§ **PROVIDED MATERIAL**:
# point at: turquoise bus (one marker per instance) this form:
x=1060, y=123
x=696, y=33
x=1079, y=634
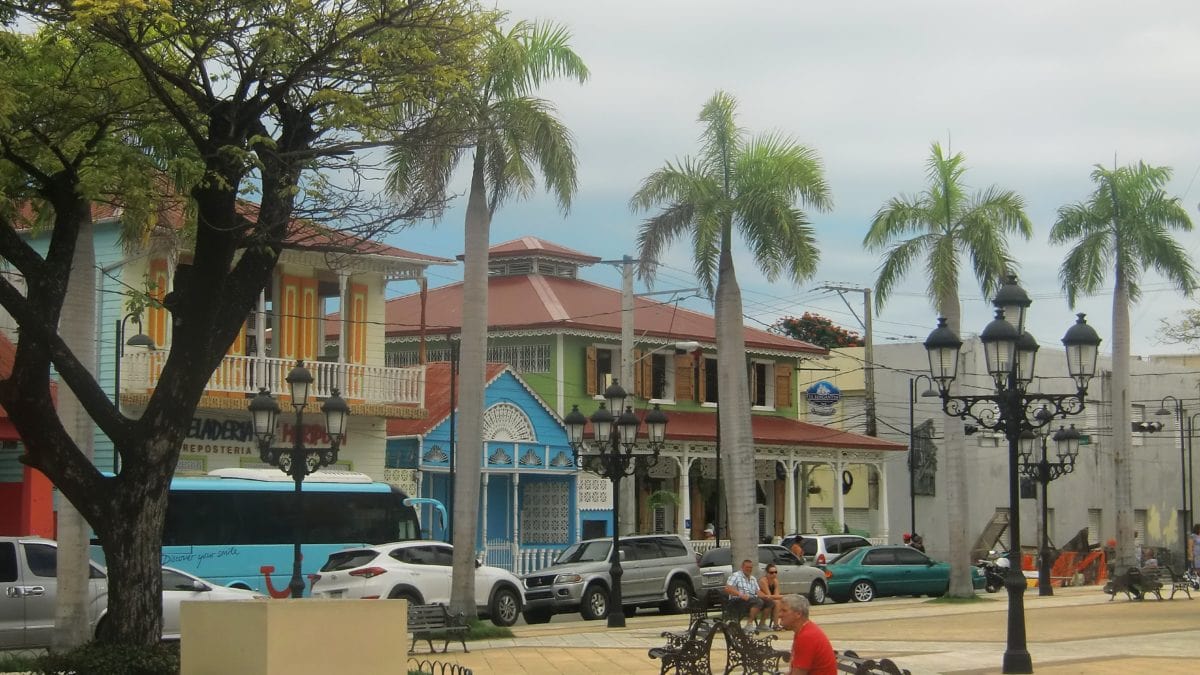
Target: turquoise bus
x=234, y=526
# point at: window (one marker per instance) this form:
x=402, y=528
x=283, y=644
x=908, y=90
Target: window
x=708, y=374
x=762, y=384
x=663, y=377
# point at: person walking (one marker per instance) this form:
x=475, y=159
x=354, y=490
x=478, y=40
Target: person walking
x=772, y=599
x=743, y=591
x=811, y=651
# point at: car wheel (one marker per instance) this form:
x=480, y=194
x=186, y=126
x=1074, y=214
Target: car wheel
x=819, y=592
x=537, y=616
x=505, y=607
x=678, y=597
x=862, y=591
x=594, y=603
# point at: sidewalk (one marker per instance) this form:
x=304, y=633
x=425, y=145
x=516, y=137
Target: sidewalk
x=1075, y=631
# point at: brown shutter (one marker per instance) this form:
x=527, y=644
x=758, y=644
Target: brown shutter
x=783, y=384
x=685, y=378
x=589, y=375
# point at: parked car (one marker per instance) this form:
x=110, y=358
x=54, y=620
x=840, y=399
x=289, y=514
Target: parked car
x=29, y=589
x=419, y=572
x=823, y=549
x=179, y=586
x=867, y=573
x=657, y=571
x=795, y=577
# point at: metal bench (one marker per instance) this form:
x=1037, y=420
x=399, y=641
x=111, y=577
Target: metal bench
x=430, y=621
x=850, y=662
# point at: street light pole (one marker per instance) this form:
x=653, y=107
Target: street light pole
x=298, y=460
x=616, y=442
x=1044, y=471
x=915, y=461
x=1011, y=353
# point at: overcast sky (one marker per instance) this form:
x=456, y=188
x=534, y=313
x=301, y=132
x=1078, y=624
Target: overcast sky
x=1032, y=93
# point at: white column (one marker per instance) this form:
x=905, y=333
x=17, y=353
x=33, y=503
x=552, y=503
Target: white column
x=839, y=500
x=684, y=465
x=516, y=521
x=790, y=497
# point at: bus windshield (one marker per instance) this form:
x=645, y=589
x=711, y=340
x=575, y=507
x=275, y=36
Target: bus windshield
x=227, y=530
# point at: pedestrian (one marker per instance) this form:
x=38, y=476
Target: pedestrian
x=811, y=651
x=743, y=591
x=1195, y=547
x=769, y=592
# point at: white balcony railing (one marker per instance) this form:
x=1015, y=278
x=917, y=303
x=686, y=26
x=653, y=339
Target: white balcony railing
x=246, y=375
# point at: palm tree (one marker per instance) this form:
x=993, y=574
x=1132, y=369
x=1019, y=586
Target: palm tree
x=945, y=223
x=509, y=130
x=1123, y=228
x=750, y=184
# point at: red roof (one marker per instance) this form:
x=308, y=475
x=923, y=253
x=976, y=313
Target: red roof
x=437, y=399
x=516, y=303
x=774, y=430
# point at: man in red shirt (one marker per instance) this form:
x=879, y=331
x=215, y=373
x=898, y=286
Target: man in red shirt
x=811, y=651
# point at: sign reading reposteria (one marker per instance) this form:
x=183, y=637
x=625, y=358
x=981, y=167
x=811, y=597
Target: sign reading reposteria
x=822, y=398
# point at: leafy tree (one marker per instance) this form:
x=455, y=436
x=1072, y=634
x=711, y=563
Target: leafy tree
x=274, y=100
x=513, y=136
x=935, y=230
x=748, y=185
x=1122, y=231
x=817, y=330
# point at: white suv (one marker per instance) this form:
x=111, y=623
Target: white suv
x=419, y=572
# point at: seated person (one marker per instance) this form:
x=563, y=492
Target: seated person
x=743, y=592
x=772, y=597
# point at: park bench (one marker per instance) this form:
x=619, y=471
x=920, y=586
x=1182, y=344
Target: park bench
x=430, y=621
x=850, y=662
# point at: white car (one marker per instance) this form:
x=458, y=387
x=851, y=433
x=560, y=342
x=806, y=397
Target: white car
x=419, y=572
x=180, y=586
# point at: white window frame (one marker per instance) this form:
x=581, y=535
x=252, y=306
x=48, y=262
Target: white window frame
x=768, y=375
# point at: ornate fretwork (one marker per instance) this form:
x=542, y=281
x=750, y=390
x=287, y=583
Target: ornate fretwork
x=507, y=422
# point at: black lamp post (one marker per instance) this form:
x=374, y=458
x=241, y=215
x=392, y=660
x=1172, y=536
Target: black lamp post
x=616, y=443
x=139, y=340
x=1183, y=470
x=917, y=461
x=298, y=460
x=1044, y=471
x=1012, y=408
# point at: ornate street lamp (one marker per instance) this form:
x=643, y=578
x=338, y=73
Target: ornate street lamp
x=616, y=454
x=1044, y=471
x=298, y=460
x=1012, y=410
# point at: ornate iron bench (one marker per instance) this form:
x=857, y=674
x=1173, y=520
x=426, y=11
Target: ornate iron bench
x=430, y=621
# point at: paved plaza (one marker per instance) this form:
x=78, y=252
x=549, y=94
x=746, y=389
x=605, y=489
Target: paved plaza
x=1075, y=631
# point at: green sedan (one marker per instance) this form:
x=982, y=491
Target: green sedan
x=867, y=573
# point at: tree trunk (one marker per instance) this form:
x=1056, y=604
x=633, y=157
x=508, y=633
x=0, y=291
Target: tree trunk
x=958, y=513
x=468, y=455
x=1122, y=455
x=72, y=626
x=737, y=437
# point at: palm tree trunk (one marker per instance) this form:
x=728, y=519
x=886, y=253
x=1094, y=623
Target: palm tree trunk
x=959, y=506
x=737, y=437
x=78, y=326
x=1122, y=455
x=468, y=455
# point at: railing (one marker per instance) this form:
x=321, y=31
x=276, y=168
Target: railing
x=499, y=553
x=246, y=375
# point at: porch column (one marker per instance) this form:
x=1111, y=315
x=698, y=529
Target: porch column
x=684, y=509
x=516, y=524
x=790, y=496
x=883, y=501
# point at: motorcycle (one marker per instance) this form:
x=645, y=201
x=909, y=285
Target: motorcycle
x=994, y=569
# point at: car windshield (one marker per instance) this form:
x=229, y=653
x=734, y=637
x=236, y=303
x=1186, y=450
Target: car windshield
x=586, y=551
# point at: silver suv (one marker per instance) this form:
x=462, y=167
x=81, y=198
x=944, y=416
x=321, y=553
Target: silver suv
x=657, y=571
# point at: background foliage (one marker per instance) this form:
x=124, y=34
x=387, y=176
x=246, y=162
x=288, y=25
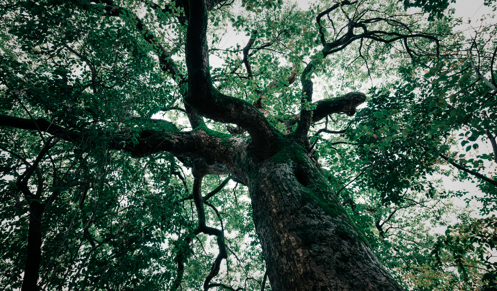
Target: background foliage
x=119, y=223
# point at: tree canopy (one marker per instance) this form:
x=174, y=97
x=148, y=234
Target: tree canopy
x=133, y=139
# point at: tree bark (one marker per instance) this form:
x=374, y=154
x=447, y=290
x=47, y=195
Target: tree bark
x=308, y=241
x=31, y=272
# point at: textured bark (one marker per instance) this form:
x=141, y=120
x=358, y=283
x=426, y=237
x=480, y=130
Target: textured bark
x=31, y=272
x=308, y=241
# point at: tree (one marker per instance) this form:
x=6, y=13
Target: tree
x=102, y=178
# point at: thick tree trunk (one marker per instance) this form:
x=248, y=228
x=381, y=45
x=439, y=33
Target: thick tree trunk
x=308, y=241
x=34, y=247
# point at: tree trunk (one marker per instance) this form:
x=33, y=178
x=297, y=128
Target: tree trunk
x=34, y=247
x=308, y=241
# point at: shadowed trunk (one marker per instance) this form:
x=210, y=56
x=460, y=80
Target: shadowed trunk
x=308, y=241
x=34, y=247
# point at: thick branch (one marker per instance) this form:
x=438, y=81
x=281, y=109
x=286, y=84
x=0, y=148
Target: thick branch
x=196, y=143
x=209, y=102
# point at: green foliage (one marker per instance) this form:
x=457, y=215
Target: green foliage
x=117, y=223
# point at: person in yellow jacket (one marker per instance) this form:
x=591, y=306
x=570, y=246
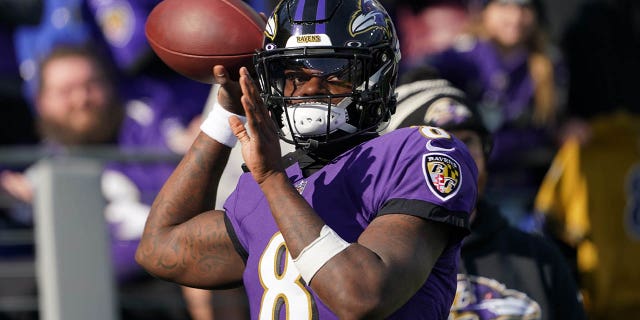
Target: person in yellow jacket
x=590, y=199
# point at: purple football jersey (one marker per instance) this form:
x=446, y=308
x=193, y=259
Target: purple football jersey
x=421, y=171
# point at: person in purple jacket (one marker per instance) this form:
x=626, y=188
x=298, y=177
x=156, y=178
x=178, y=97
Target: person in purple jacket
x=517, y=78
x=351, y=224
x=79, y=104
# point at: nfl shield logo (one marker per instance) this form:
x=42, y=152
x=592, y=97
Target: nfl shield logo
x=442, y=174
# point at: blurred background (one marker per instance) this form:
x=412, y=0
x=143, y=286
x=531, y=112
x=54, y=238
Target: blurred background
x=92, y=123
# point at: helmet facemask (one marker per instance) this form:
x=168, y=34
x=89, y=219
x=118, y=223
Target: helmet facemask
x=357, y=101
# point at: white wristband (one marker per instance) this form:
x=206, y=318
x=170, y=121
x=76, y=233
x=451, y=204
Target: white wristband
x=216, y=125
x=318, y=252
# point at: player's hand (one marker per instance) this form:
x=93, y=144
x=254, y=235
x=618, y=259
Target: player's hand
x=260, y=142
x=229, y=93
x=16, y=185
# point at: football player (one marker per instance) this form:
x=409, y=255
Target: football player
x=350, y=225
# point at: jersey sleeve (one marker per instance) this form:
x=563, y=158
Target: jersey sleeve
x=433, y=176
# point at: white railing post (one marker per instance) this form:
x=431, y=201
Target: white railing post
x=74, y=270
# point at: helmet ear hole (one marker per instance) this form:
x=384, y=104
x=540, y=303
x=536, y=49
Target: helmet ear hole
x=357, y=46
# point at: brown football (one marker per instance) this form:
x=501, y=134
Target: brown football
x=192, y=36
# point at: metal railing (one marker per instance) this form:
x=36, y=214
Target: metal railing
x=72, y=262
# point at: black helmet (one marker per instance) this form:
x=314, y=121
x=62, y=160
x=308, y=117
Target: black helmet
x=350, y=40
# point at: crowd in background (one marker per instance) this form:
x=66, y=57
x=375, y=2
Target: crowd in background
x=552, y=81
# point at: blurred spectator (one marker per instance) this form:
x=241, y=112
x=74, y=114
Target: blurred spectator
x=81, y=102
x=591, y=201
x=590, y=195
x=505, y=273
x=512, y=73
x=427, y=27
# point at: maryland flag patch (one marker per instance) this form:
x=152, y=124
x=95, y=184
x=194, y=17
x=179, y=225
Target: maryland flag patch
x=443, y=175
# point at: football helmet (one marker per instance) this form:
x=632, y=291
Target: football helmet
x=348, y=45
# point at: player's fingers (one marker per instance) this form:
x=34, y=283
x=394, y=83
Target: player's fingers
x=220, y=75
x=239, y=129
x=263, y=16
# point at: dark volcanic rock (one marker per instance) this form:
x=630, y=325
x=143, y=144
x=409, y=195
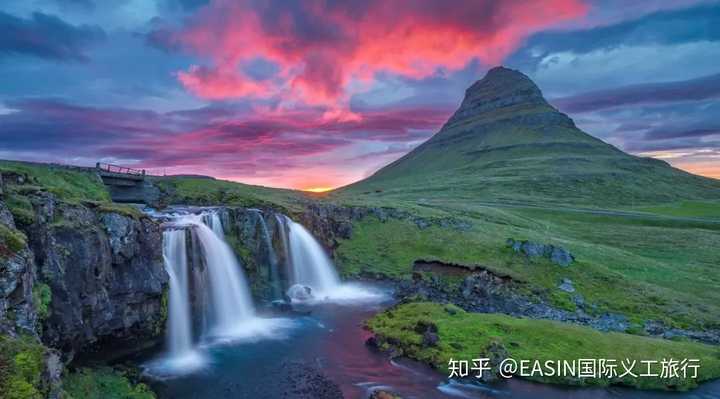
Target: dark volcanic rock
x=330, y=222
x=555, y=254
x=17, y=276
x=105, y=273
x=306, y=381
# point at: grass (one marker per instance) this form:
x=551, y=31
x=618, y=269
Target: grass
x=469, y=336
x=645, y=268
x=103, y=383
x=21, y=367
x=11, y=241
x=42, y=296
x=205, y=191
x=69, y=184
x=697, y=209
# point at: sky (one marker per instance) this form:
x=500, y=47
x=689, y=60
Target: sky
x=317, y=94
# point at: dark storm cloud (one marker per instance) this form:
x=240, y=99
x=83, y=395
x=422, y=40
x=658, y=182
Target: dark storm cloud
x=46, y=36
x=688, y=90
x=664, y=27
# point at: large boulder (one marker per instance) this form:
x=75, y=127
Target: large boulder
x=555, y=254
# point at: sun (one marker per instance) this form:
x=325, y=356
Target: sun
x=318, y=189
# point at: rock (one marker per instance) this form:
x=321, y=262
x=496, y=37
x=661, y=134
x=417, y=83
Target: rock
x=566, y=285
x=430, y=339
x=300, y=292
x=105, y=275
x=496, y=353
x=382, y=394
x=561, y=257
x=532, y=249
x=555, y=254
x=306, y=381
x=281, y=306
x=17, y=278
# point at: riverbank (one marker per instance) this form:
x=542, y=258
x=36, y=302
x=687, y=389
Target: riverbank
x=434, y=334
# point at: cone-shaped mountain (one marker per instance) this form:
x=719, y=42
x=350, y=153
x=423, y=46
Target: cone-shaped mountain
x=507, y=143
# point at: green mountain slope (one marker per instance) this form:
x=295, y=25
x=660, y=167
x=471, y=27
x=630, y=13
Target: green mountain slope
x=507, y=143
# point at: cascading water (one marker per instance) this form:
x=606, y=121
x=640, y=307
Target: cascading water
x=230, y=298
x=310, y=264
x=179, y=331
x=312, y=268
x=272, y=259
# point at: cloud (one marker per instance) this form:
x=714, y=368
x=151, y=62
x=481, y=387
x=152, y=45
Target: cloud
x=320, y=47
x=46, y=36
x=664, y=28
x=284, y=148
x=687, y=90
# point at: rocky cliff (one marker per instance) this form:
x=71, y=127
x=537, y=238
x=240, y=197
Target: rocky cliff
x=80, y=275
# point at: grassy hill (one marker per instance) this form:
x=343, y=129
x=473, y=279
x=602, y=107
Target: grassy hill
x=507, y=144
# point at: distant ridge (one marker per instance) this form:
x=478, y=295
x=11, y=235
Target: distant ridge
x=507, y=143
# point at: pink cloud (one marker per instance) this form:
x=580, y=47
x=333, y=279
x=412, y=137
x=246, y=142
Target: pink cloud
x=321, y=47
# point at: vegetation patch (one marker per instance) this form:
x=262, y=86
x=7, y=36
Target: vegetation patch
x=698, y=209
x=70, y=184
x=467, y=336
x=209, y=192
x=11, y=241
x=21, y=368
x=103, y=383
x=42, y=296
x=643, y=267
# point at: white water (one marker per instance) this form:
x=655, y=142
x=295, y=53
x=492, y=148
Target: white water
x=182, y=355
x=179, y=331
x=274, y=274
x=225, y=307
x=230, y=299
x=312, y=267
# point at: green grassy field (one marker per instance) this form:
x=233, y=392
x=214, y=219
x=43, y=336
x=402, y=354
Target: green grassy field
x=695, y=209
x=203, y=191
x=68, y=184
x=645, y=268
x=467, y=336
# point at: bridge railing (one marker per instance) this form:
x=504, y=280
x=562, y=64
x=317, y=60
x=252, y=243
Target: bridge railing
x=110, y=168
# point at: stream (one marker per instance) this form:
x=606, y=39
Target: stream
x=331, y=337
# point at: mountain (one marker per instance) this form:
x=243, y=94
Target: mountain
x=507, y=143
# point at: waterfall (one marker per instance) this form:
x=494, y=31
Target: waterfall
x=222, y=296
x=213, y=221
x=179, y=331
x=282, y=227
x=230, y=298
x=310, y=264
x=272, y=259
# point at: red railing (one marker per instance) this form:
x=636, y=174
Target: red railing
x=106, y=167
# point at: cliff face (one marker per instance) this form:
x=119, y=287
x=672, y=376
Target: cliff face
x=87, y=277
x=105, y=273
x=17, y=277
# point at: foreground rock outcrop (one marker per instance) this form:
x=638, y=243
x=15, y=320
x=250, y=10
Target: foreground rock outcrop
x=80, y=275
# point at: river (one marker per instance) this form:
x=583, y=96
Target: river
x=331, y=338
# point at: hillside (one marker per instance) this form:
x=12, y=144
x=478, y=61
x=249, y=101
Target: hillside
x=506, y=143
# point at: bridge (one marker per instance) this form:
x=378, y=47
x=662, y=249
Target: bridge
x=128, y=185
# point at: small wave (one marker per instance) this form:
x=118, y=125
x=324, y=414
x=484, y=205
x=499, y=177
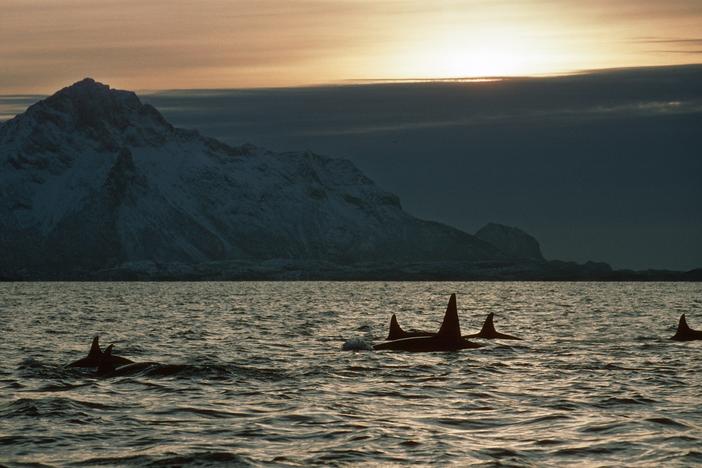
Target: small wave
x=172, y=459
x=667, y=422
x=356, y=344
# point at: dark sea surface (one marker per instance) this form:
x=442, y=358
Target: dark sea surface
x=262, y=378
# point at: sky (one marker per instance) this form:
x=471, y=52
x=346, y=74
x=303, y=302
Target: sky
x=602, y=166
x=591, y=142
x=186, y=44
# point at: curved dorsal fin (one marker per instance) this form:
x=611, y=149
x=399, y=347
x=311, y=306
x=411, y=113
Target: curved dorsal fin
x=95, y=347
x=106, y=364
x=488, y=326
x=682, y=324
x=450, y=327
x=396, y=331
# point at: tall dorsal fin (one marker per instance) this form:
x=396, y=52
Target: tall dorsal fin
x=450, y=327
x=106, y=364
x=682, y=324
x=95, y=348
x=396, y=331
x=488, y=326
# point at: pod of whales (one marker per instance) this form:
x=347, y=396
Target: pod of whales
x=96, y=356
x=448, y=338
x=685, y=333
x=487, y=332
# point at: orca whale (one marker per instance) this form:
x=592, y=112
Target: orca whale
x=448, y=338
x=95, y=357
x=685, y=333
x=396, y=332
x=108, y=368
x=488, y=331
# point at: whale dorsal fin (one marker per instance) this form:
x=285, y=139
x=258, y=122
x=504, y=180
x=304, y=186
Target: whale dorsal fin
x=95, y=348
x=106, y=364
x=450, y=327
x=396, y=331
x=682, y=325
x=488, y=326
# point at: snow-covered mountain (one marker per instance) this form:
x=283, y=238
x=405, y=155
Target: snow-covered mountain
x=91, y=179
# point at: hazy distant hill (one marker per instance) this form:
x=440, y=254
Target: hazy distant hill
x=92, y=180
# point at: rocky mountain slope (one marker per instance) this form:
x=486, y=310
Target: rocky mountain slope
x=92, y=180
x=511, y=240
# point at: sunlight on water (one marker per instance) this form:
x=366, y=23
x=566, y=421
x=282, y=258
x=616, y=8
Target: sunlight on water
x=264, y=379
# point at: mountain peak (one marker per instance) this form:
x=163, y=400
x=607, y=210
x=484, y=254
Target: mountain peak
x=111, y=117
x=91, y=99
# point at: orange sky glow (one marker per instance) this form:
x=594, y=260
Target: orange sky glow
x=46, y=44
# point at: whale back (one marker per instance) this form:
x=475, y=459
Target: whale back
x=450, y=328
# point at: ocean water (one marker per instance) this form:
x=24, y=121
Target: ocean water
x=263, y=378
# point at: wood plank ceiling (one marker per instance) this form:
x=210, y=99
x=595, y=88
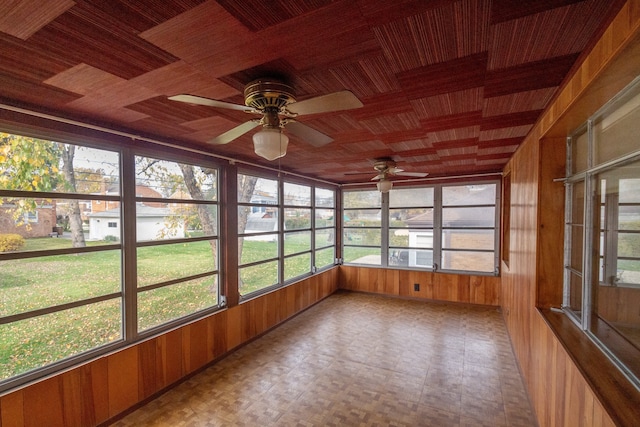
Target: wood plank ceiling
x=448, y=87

§ **REQUIREMENTS**:
Give the lines of the items above as a numbered list, with blank lines left out, from the line with "# point at: red railing" up to and including the line with "x=262, y=378". Leave the pictures out.

§ **EXPECTED ANSWER**:
1. # point at: red railing (one marker per instance) this form:
2. x=636, y=174
3. Target: red railing
4. x=106, y=167
5. # point at: cliff face (one marker per instance) this form:
6. x=119, y=287
7. x=672, y=376
8. Target: cliff face
9. x=87, y=277
10. x=105, y=273
11. x=17, y=277
12. # point at: foreground rock outcrop (one marker per instance) this form:
13. x=638, y=243
14. x=15, y=320
15. x=250, y=10
16. Target: foreground rock outcrop
17. x=80, y=275
18. # point at: river (one marker per instance) this form:
19. x=583, y=96
20. Target: river
21. x=331, y=338
22. # point at: hillside (one marker per instance) this form:
23. x=12, y=144
24. x=478, y=61
25. x=249, y=101
26. Target: hillside
27. x=506, y=143
28. # point at: bridge (one marker per instance) this form:
29. x=378, y=47
30. x=662, y=249
31. Target: bridge
32. x=128, y=185
33. # point at: small wave (one marker per instance) this form:
34. x=118, y=125
35. x=324, y=414
36. x=484, y=205
37. x=499, y=177
38. Target: small wave
39. x=172, y=459
40. x=667, y=422
41. x=356, y=344
42. # point at: dark sea surface (one marker per instance) this form:
43. x=442, y=358
44. Target: dark sea surface
45. x=262, y=378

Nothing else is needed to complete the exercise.